— START OF Material to process —

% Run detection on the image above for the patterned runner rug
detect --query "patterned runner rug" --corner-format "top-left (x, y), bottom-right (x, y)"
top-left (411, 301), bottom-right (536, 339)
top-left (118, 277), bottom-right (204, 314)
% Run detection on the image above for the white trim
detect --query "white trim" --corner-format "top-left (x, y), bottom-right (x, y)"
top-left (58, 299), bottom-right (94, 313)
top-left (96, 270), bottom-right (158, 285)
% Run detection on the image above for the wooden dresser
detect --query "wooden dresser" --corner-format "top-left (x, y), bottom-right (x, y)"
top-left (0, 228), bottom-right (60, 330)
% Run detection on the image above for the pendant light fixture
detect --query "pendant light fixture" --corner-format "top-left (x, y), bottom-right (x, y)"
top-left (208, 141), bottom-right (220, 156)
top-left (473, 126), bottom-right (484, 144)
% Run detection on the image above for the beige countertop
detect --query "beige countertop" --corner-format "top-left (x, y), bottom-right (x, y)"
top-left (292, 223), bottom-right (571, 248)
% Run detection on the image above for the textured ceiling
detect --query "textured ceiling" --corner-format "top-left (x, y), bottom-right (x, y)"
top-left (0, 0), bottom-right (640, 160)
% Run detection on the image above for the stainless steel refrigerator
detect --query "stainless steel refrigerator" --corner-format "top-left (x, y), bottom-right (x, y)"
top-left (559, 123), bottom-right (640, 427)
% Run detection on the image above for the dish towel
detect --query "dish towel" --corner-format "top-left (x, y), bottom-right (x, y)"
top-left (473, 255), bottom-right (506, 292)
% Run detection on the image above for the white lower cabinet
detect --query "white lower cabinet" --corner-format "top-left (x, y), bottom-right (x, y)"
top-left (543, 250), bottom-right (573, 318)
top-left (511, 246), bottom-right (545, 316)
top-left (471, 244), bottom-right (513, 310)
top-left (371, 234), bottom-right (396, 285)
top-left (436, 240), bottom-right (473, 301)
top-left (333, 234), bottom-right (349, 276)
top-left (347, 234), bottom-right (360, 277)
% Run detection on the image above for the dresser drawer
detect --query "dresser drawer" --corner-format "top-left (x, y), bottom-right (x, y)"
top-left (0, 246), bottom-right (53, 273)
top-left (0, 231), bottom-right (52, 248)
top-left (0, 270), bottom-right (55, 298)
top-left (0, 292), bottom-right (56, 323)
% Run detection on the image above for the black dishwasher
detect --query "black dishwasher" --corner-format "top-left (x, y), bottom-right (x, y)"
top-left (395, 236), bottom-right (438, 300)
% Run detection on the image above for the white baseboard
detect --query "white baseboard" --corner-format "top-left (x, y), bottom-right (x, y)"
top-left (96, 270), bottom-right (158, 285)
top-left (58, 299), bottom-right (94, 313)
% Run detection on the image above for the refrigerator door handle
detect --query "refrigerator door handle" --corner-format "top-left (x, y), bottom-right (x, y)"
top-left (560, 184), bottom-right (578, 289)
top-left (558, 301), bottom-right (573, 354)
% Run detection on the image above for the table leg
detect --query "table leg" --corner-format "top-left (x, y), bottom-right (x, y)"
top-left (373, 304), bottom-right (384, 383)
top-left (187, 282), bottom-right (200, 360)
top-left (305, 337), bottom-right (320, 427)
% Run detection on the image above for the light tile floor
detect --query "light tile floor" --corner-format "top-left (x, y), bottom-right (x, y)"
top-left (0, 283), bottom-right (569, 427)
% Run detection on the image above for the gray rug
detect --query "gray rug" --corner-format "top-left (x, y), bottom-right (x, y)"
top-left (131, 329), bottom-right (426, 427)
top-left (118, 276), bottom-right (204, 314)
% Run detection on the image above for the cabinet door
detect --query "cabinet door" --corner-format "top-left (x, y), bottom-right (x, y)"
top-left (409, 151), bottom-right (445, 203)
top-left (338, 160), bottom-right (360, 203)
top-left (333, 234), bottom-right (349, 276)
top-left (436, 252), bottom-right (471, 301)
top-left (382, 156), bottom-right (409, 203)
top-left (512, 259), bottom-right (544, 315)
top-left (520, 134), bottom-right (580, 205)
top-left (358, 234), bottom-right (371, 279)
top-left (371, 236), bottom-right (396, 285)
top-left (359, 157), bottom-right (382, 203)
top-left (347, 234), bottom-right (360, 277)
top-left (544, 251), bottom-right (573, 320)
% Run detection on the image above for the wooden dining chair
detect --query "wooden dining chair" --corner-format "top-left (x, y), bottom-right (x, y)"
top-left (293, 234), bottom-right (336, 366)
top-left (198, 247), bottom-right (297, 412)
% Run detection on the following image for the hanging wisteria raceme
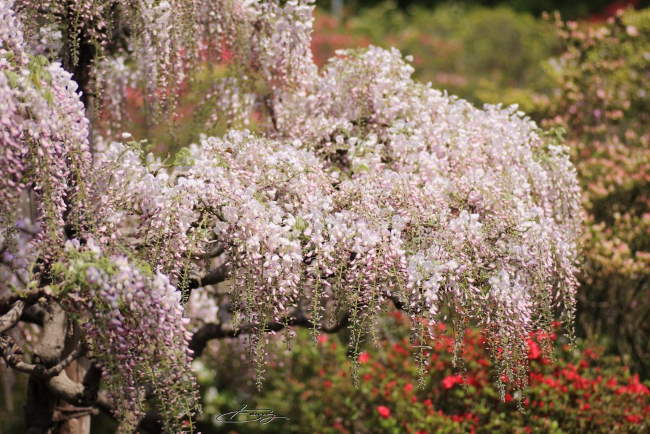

— END OF Material to process —

What is asked: Output every line of the items above as a numbered list, skipping blank lines and leaving out the pictures.

Solved exercise:
1. % Run detection on the image above for the patterned runner rug
2. detect --query "patterned runner rug" --corner-format "top-left (x, y), bottom-right (x, y)"
3. top-left (411, 301), bottom-right (536, 339)
4. top-left (118, 277), bottom-right (204, 314)
5. % Run detection on the image above for the white trim
6. detect --query "white trim" --corner-format "top-left (x, y), bottom-right (x, y)"
7. top-left (58, 299), bottom-right (94, 313)
8. top-left (96, 270), bottom-right (158, 285)
9. % Run detection on the image above for the wooden dresser
10. detect --query "wooden dresser" --corner-format "top-left (x, y), bottom-right (x, y)"
11. top-left (0, 228), bottom-right (60, 330)
12. % Run detection on the image above for the pendant light fixture
13. detect --query "pendant light fixture" --corner-format "top-left (x, y), bottom-right (x, y)"
14. top-left (208, 141), bottom-right (220, 156)
15. top-left (473, 126), bottom-right (484, 144)
16. % Run detection on the image above for the beige countertop
17. detect --query "beige countertop" --corner-format "top-left (x, y), bottom-right (x, y)"
18. top-left (292, 223), bottom-right (571, 248)
19. % Run detection on the image above for the textured ceiling
20. detect --query "textured ceiling" --corner-format "top-left (x, y), bottom-right (x, y)"
21. top-left (0, 0), bottom-right (640, 160)
22. % Run detection on the image above for the stainless steel refrigerator
23. detect --query "stainless steel refrigerator" --corner-format "top-left (x, y), bottom-right (x, y)"
24. top-left (559, 123), bottom-right (640, 427)
25. % Run detection on the image above for the dish towel
26. detect --query "dish towel" --corner-format "top-left (x, y), bottom-right (x, y)"
27. top-left (473, 255), bottom-right (506, 292)
28. % Run detection on the image above for the white lower cabinet
29. detect --query "white lower cabinet" --corner-format "top-left (x, y), bottom-right (x, y)"
30. top-left (543, 250), bottom-right (573, 318)
31. top-left (511, 246), bottom-right (545, 316)
32. top-left (471, 244), bottom-right (513, 310)
33. top-left (371, 234), bottom-right (396, 285)
34. top-left (436, 240), bottom-right (473, 301)
35. top-left (333, 234), bottom-right (349, 276)
36. top-left (347, 234), bottom-right (360, 277)
37. % Run detection on the image above for the dresser drawer
38. detect --query "dresser drawer" --corner-format "top-left (x, y), bottom-right (x, y)"
39. top-left (0, 246), bottom-right (53, 273)
40. top-left (0, 231), bottom-right (52, 248)
41. top-left (0, 270), bottom-right (55, 298)
42. top-left (0, 292), bottom-right (56, 323)
43. % Run detection on the image above for the black dishwasher
44. detect --query "black dishwasher" --corner-format "top-left (x, y), bottom-right (x, y)"
45. top-left (395, 236), bottom-right (438, 300)
46. % Run detection on the image above for the white baseboard
47. detect --query "white baseboard" --corner-format "top-left (x, y), bottom-right (x, y)"
48. top-left (96, 270), bottom-right (158, 285)
49. top-left (58, 299), bottom-right (94, 313)
50. % Run detection on the image above for the refrigerator door handle
51. detect --query "refrigerator door handle" --corner-format "top-left (x, y), bottom-right (x, y)"
52. top-left (560, 184), bottom-right (578, 289)
53. top-left (558, 301), bottom-right (573, 354)
54. % Run detection on the image above for the table leg
55. detect --query "table leg" --corner-format "top-left (x, y), bottom-right (x, y)"
56. top-left (373, 304), bottom-right (384, 383)
57. top-left (187, 282), bottom-right (200, 360)
58. top-left (305, 337), bottom-right (320, 427)
59. % Run detection on the image above for the light tile floor
60. detect --query "light tile floor" --corner-format "top-left (x, y), bottom-right (x, y)"
61. top-left (0, 283), bottom-right (569, 427)
62. % Run detection on the image above for the gray rug
63. detect --query "gray rug" --corner-format "top-left (x, y), bottom-right (x, y)"
64. top-left (131, 329), bottom-right (426, 427)
65. top-left (118, 276), bottom-right (204, 314)
66. % Run detection on the image above for the cabinet door
67. detect --query "cabinet door" --corner-format "top-left (x, y), bottom-right (x, y)"
68. top-left (409, 151), bottom-right (445, 203)
69. top-left (338, 160), bottom-right (360, 203)
70. top-left (333, 234), bottom-right (349, 276)
71. top-left (436, 252), bottom-right (471, 301)
72. top-left (382, 156), bottom-right (409, 203)
73. top-left (512, 259), bottom-right (544, 315)
74. top-left (520, 134), bottom-right (580, 205)
75. top-left (358, 234), bottom-right (371, 279)
76. top-left (371, 236), bottom-right (396, 285)
77. top-left (359, 157), bottom-right (382, 203)
78. top-left (347, 234), bottom-right (360, 277)
79. top-left (544, 251), bottom-right (573, 320)
80. % Run detection on the image above for the wooden dining chair
81. detect --query "wooden dining chair" --corner-format "top-left (x, y), bottom-right (x, y)"
82. top-left (293, 234), bottom-right (336, 366)
83. top-left (198, 247), bottom-right (297, 412)
84. % Run detection on the following image for the hanging wisteria raceme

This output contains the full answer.